(Excerpted records begins)
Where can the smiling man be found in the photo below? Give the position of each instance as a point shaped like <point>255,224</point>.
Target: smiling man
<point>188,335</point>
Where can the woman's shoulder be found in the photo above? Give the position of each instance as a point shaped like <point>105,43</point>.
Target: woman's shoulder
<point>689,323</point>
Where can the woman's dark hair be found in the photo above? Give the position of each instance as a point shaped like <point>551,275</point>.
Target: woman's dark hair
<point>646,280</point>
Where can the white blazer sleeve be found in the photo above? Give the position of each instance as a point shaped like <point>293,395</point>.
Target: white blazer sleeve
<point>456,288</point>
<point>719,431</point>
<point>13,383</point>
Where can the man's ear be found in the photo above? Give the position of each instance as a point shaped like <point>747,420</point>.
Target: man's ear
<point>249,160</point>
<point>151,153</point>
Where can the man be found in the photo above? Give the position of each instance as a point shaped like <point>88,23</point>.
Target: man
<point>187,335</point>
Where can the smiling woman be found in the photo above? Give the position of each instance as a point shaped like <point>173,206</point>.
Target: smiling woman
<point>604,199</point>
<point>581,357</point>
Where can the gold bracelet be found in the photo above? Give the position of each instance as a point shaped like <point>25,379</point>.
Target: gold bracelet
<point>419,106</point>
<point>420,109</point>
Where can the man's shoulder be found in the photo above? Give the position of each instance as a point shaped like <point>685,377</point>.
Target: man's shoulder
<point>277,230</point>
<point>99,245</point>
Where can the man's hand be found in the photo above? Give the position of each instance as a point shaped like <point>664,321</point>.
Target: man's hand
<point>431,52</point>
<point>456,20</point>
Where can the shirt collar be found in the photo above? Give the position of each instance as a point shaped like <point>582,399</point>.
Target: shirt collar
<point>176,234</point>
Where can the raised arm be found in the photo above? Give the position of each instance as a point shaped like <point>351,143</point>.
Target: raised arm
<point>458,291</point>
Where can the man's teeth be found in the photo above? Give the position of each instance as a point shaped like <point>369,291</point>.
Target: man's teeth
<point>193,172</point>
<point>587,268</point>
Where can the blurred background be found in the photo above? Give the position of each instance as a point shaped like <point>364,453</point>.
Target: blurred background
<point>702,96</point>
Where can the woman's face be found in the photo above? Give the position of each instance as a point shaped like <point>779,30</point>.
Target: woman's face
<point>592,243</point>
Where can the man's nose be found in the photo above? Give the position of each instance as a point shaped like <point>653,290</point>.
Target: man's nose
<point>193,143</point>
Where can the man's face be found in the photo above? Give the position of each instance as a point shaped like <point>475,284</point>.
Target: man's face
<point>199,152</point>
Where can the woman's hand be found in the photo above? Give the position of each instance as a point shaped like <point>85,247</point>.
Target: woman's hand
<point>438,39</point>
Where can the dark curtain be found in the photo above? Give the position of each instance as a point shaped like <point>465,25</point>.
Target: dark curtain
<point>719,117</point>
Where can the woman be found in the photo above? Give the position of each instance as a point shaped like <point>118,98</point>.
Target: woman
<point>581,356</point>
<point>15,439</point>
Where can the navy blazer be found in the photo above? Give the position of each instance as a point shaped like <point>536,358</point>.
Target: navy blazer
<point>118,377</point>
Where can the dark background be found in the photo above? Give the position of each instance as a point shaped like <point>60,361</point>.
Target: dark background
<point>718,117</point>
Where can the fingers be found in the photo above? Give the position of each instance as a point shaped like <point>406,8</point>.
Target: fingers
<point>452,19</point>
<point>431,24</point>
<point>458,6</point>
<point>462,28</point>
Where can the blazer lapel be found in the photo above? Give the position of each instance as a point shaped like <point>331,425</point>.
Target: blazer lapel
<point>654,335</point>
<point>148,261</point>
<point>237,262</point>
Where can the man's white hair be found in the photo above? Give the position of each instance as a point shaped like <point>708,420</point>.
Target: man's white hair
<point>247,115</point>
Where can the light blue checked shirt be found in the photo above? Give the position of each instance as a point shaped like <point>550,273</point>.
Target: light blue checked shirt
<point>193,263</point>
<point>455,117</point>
(Excerpted records ends)
## Exercise goal
Would you copy out each record precisely as it stands?

## Answer box
Where can the smiling man be found in the photo below? Give the position of each instance as a point shaped like <point>255,224</point>.
Target: smiling man
<point>188,335</point>
Where can the woman's shoulder be found in the photo above? Give the position of each instance as a point shaped like <point>105,43</point>.
Target: woman's shoulder
<point>689,323</point>
Where can the woman's dark hair be found in the photo above? Give the position of each instance as a point shaped like <point>551,275</point>.
Target: woman's dark hair
<point>646,280</point>
Where can the white blazer sleeve be found in the photo above? Give the position of each instance as a point shaped like <point>293,395</point>.
Target: white blazer sleeve
<point>456,288</point>
<point>719,431</point>
<point>13,383</point>
Where can the man's ear be found in the photo above? Give the position of each instance as a point shaped like <point>747,420</point>.
Target: man's ear
<point>249,160</point>
<point>151,153</point>
Where can the man be found in the photo above? Give the position of each instance as a point shaped like <point>88,23</point>.
Target: man
<point>187,335</point>
Where can the smiling woman be found in the photo above? Give the position of each instance as a point shaped like <point>173,206</point>.
Target: smiling woman
<point>604,199</point>
<point>581,357</point>
Where can the gold bracelet be found in the photo above? Give the position of each instance as a point shaped like <point>25,379</point>.
Target: gold bracelet
<point>419,106</point>
<point>420,109</point>
Where can the man's shoulder be found in the photo above? Give the position of each instance as a point shaped like <point>685,377</point>.
Target: man's shoulder
<point>277,230</point>
<point>99,245</point>
Where can the man's hand be found in the photo above? Give the position of each instance as a point shaped like <point>664,321</point>.
Target: man's hand
<point>431,52</point>
<point>456,20</point>
Where can the shirt collar be found in the photo above? Give the position of each instance as a point shaped like <point>582,399</point>.
Target: shirt collar
<point>176,234</point>
Where can the raised arm be found in the photo above? Give the position of each instance as a point shaped like <point>351,143</point>.
Target: raised arm
<point>458,291</point>
Where can the man's teeth be found in the photo above? Give the position of each instance as a point shaped like <point>369,291</point>.
Target: man's teeth
<point>193,172</point>
<point>587,268</point>
Where can the blurred background be found in the photo above? Give the position of each instance as a point shaped like <point>364,453</point>.
Target: blurred background
<point>702,96</point>
Where can the woman's face be found in the photo above? Give the position of each instance as a point shaped like <point>779,30</point>.
Target: woman's face
<point>592,243</point>
Where can the man's nose be found in the photo above? Give the position of each instance as a point shaped like <point>653,290</point>.
Target: man's nose
<point>193,143</point>
Where can the man's face be found in the photo above? Give the position of each instance as a point shaped like <point>475,284</point>.
Target: man's face
<point>199,152</point>
Where can the woman's hand be found in the photo above? Give the position of each instance as a point shaped like <point>85,247</point>.
Target: woman's hand
<point>438,39</point>
Where can the dark curtain be found in the photo above? Give the position of each instance as a point shaped like <point>465,25</point>.
Target: dark curtain
<point>719,117</point>
Where can the woman be found in the photo above? Give the position of each instance as a point shaped like <point>118,98</point>.
Target: woman
<point>581,356</point>
<point>15,439</point>
Where can the navy blazer be found in the photo above? Give the position of each instance as a point shaped like <point>536,358</point>.
Target: navy blazer
<point>118,377</point>
Where can the dark background be found in the photo above? Give the position of each instance as a point shaped like <point>60,361</point>.
Target: dark background
<point>718,117</point>
Where can the fingers be found in the photo above? Give the position of each instance as a point shaped like <point>406,8</point>.
Target: fingers
<point>452,19</point>
<point>431,24</point>
<point>458,6</point>
<point>462,28</point>
Where can the blazer lapel be found in the photo above? Give the position of each instance as a point shaped like <point>331,425</point>.
Target: blazer lapel
<point>654,335</point>
<point>148,261</point>
<point>237,262</point>
Where can the man's white hair be found in the photo above? Give the position of each instance as a point shaped like <point>708,420</point>.
Target: man's white hair
<point>247,115</point>
Where can the light blue checked shirt be found in the photo above? Give the position of each instance as a point shaped like <point>550,273</point>.
Target: light blue checked shirt
<point>193,263</point>
<point>455,117</point>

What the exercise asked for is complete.